▸ Required action
For the string "below", state the number of lines in the data that contain it, and nothing else.

***** Information shown *****

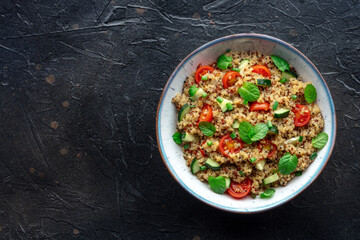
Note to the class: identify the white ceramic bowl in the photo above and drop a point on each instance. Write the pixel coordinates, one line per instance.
(167, 118)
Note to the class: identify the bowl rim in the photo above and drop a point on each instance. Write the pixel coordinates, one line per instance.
(302, 188)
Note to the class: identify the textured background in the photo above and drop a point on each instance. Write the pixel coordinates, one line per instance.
(79, 87)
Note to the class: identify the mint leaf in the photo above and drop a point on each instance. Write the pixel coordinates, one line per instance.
(249, 92)
(287, 164)
(207, 128)
(280, 63)
(258, 132)
(310, 93)
(177, 137)
(224, 62)
(267, 193)
(320, 140)
(217, 184)
(244, 129)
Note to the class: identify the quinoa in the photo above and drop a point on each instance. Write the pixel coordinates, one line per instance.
(237, 166)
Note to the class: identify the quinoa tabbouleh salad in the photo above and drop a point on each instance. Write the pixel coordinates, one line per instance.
(248, 123)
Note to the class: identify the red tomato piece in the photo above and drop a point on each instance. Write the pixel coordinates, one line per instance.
(262, 70)
(206, 114)
(202, 71)
(227, 145)
(268, 145)
(302, 115)
(265, 106)
(240, 190)
(230, 78)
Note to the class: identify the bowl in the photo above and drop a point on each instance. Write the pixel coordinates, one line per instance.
(166, 120)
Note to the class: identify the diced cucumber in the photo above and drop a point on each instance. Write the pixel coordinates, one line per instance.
(224, 104)
(236, 124)
(281, 113)
(263, 82)
(288, 74)
(273, 130)
(243, 64)
(212, 164)
(260, 165)
(199, 93)
(293, 140)
(271, 179)
(194, 166)
(187, 137)
(193, 89)
(185, 109)
(228, 181)
(229, 106)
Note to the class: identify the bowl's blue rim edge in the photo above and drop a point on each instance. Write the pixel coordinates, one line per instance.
(245, 210)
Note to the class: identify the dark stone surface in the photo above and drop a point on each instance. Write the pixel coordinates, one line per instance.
(80, 83)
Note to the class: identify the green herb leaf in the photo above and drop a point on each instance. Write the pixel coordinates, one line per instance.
(267, 193)
(224, 62)
(207, 128)
(287, 164)
(229, 106)
(253, 159)
(177, 137)
(258, 132)
(244, 129)
(310, 93)
(313, 156)
(219, 99)
(283, 80)
(320, 140)
(249, 92)
(193, 89)
(280, 63)
(217, 184)
(204, 78)
(275, 105)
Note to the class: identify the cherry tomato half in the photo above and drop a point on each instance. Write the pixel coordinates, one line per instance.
(261, 69)
(230, 78)
(260, 106)
(206, 114)
(227, 145)
(269, 146)
(202, 71)
(302, 115)
(202, 153)
(240, 190)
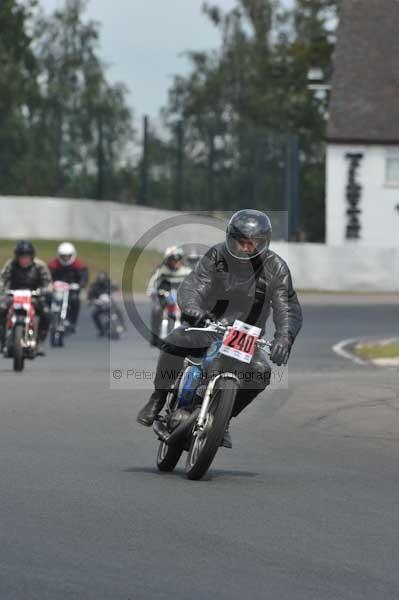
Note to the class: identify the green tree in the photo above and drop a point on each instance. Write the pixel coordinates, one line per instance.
(86, 121)
(251, 94)
(18, 94)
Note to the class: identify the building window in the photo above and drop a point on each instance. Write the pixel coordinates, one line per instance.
(392, 167)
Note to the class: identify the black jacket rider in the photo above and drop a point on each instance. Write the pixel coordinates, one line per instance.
(244, 291)
(36, 276)
(238, 279)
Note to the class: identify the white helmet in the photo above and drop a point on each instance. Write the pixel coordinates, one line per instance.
(66, 253)
(173, 252)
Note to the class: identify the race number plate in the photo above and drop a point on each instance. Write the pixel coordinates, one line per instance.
(240, 341)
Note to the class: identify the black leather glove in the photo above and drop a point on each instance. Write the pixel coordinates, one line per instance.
(280, 350)
(194, 318)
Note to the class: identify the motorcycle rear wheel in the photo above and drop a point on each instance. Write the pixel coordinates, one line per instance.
(204, 445)
(18, 348)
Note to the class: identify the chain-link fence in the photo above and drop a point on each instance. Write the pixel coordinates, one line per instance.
(184, 169)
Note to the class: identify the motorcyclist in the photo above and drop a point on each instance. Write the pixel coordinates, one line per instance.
(103, 285)
(25, 271)
(66, 266)
(238, 279)
(167, 276)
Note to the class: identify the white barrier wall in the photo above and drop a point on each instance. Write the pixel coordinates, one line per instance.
(313, 266)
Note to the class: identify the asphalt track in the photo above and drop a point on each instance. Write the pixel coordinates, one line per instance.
(305, 505)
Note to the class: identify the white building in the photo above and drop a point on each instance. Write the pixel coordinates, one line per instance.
(363, 132)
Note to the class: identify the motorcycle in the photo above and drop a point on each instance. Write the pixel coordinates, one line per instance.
(21, 328)
(111, 325)
(171, 316)
(59, 310)
(200, 403)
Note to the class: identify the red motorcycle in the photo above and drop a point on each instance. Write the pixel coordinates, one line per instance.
(21, 328)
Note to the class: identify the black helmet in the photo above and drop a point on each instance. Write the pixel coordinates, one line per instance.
(24, 248)
(248, 225)
(102, 277)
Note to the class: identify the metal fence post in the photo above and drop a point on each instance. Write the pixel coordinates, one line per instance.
(143, 195)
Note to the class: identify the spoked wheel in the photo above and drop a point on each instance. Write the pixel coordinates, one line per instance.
(57, 339)
(206, 442)
(18, 348)
(168, 456)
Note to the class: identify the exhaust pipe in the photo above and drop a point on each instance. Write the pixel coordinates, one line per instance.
(177, 434)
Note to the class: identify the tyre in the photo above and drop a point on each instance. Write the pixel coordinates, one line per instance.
(168, 456)
(18, 348)
(56, 339)
(204, 445)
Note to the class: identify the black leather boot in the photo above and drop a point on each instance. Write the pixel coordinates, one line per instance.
(226, 441)
(153, 407)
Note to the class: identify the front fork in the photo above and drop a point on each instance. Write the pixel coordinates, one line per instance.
(208, 395)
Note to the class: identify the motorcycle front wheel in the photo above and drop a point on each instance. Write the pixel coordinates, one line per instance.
(205, 444)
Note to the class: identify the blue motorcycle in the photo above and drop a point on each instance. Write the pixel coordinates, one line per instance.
(200, 403)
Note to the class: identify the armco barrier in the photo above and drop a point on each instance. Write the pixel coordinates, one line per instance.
(313, 266)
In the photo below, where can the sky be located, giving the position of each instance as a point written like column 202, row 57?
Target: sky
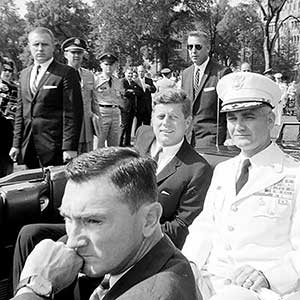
column 20, row 4
column 22, row 7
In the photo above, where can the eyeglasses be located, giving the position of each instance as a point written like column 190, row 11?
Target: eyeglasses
column 197, row 46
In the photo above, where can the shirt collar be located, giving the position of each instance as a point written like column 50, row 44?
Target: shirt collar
column 45, row 64
column 168, row 150
column 202, row 67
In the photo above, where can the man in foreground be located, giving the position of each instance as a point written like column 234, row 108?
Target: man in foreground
column 112, row 220
column 245, row 244
column 49, row 112
column 183, row 176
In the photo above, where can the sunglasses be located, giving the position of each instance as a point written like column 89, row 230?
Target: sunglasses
column 197, row 46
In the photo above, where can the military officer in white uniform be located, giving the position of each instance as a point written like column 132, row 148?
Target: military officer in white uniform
column 246, row 242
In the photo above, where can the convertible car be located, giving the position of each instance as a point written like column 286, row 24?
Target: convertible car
column 32, row 196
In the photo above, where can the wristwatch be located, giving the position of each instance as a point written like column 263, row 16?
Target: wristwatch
column 38, row 284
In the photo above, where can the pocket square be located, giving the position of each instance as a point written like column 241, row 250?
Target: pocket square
column 209, row 89
column 165, row 193
column 49, row 87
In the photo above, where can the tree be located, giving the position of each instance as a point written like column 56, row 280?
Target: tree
column 12, row 26
column 271, row 25
column 65, row 18
column 138, row 29
column 284, row 58
column 239, row 35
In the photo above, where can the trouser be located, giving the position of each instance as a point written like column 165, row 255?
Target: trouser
column 126, row 125
column 110, row 128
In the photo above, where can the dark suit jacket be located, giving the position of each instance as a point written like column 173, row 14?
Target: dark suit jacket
column 53, row 116
column 205, row 104
column 182, row 186
column 144, row 101
column 162, row 274
column 130, row 97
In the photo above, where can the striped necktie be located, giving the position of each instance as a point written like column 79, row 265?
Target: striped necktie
column 101, row 289
column 243, row 178
column 197, row 82
column 35, row 81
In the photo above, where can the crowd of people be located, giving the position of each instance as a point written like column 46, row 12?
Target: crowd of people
column 155, row 221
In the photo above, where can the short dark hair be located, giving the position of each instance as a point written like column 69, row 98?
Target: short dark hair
column 42, row 30
column 134, row 175
column 174, row 96
column 200, row 34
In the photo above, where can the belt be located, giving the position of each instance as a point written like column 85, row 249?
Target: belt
column 109, row 105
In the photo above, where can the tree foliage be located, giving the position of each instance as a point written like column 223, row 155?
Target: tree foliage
column 135, row 29
column 239, row 35
column 270, row 12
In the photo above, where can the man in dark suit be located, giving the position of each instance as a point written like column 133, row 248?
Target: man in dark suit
column 132, row 92
column 183, row 176
column 199, row 82
column 49, row 111
column 112, row 219
column 144, row 102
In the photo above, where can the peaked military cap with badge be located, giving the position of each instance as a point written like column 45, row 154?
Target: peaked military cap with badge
column 165, row 71
column 246, row 90
column 74, row 43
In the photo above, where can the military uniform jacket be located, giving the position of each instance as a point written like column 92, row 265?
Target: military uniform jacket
column 91, row 110
column 205, row 104
column 109, row 91
column 260, row 226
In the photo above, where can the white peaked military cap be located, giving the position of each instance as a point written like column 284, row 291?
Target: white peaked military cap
column 245, row 90
column 277, row 75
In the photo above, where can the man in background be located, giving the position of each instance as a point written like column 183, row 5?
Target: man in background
column 144, row 102
column 245, row 67
column 74, row 49
column 132, row 92
column 199, row 82
column 183, row 176
column 49, row 111
column 109, row 92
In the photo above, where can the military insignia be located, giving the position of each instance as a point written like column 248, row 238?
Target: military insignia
column 238, row 81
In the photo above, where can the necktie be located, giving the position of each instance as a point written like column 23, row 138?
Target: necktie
column 78, row 75
column 196, row 82
column 101, row 290
column 157, row 154
column 243, row 178
column 35, row 81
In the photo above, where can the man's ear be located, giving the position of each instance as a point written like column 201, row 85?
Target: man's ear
column 151, row 213
column 188, row 123
column 271, row 119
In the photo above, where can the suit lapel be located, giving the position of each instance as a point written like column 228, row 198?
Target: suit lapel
column 190, row 79
column 169, row 169
column 203, row 79
column 172, row 166
column 148, row 266
column 45, row 77
column 27, row 82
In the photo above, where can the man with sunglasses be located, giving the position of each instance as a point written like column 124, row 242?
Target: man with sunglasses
column 199, row 82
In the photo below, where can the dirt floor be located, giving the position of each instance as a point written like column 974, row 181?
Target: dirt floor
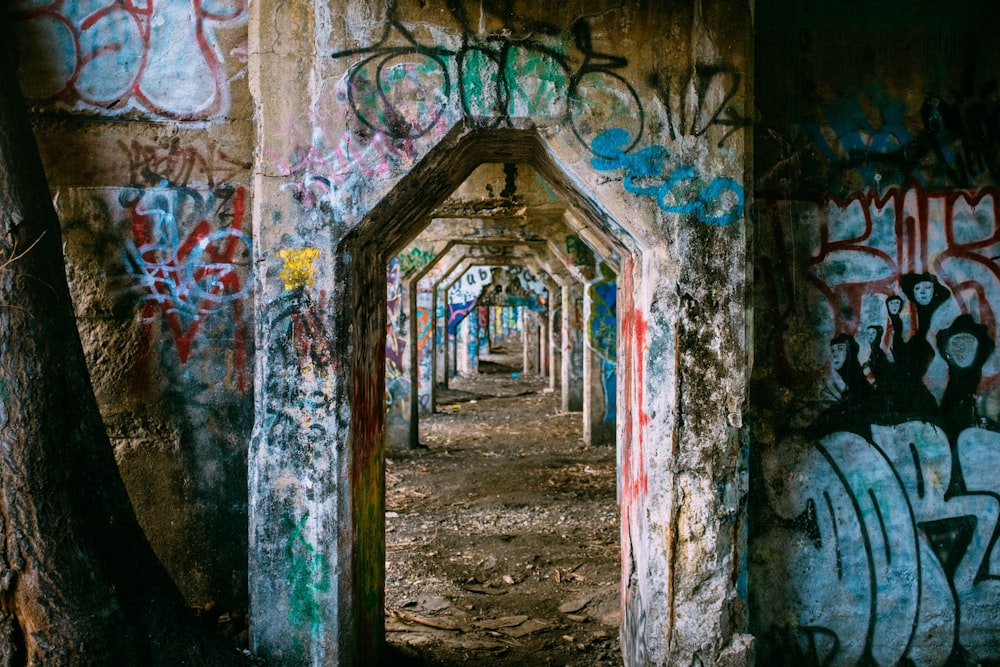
column 502, row 534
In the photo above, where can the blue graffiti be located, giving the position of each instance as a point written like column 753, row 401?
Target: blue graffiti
column 682, row 191
column 457, row 312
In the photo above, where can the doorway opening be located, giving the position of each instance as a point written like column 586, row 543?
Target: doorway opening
column 365, row 253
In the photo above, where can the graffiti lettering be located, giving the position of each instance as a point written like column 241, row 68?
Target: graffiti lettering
column 155, row 165
column 188, row 279
column 404, row 91
column 163, row 58
column 704, row 80
column 682, row 191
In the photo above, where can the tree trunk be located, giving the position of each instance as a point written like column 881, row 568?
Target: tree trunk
column 79, row 584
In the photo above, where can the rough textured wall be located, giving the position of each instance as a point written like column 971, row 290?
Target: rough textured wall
column 142, row 115
column 875, row 432
column 371, row 114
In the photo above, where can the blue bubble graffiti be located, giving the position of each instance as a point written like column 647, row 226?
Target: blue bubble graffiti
column 682, row 190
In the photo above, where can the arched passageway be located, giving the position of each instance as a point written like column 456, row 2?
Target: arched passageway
column 368, row 249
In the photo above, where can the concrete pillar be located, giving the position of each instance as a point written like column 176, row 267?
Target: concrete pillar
column 531, row 342
column 424, row 366
column 468, row 344
column 572, row 348
column 599, row 385
column 555, row 345
column 440, row 306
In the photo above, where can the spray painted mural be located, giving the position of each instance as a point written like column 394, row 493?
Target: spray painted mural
column 166, row 58
column 878, row 504
column 602, row 336
column 405, row 93
column 191, row 257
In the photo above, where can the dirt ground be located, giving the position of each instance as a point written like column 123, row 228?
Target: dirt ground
column 502, row 534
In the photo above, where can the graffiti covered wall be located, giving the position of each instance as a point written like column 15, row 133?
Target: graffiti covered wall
column 876, row 511
column 141, row 112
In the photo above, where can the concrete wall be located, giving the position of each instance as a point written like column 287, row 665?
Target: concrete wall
column 143, row 116
column 188, row 225
column 875, row 432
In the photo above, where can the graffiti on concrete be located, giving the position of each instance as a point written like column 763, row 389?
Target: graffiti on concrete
column 309, row 573
column 297, row 268
column 693, row 114
column 414, row 259
column 885, row 477
column 602, row 335
column 679, row 189
column 879, row 141
column 161, row 58
column 190, row 256
column 153, row 164
column 396, row 378
column 402, row 88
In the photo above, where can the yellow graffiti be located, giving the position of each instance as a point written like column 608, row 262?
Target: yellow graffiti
column 298, row 270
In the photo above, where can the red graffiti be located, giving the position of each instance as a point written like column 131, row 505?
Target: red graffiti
column 940, row 231
column 311, row 339
column 634, row 482
column 162, row 57
column 191, row 279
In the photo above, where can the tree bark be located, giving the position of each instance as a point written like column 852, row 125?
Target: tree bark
column 79, row 584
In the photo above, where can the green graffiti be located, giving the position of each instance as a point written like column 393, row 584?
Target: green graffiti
column 579, row 252
column 309, row 574
column 414, row 259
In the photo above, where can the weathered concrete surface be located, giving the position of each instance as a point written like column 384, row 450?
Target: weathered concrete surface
column 315, row 141
column 873, row 439
column 682, row 339
column 147, row 150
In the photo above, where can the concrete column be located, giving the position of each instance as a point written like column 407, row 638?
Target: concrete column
column 555, row 346
column 468, row 344
column 531, row 342
column 424, row 367
column 440, row 306
column 572, row 348
column 598, row 364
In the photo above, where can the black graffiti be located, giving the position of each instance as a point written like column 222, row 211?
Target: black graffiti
column 483, row 71
column 704, row 117
column 896, row 391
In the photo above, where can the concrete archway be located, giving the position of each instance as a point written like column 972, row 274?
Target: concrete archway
column 317, row 558
column 370, row 246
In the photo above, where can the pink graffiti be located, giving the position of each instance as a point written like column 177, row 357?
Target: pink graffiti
column 159, row 56
column 330, row 161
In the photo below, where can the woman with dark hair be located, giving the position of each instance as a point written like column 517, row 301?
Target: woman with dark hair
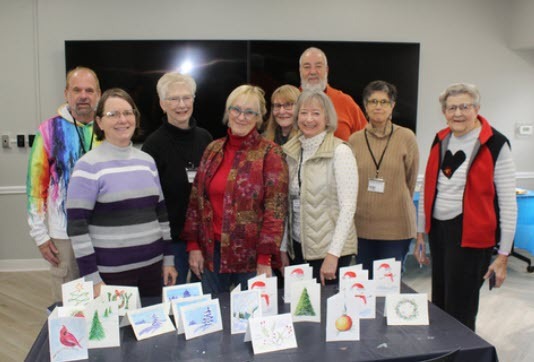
column 116, row 213
column 388, row 163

*****

▸ Response to the task
3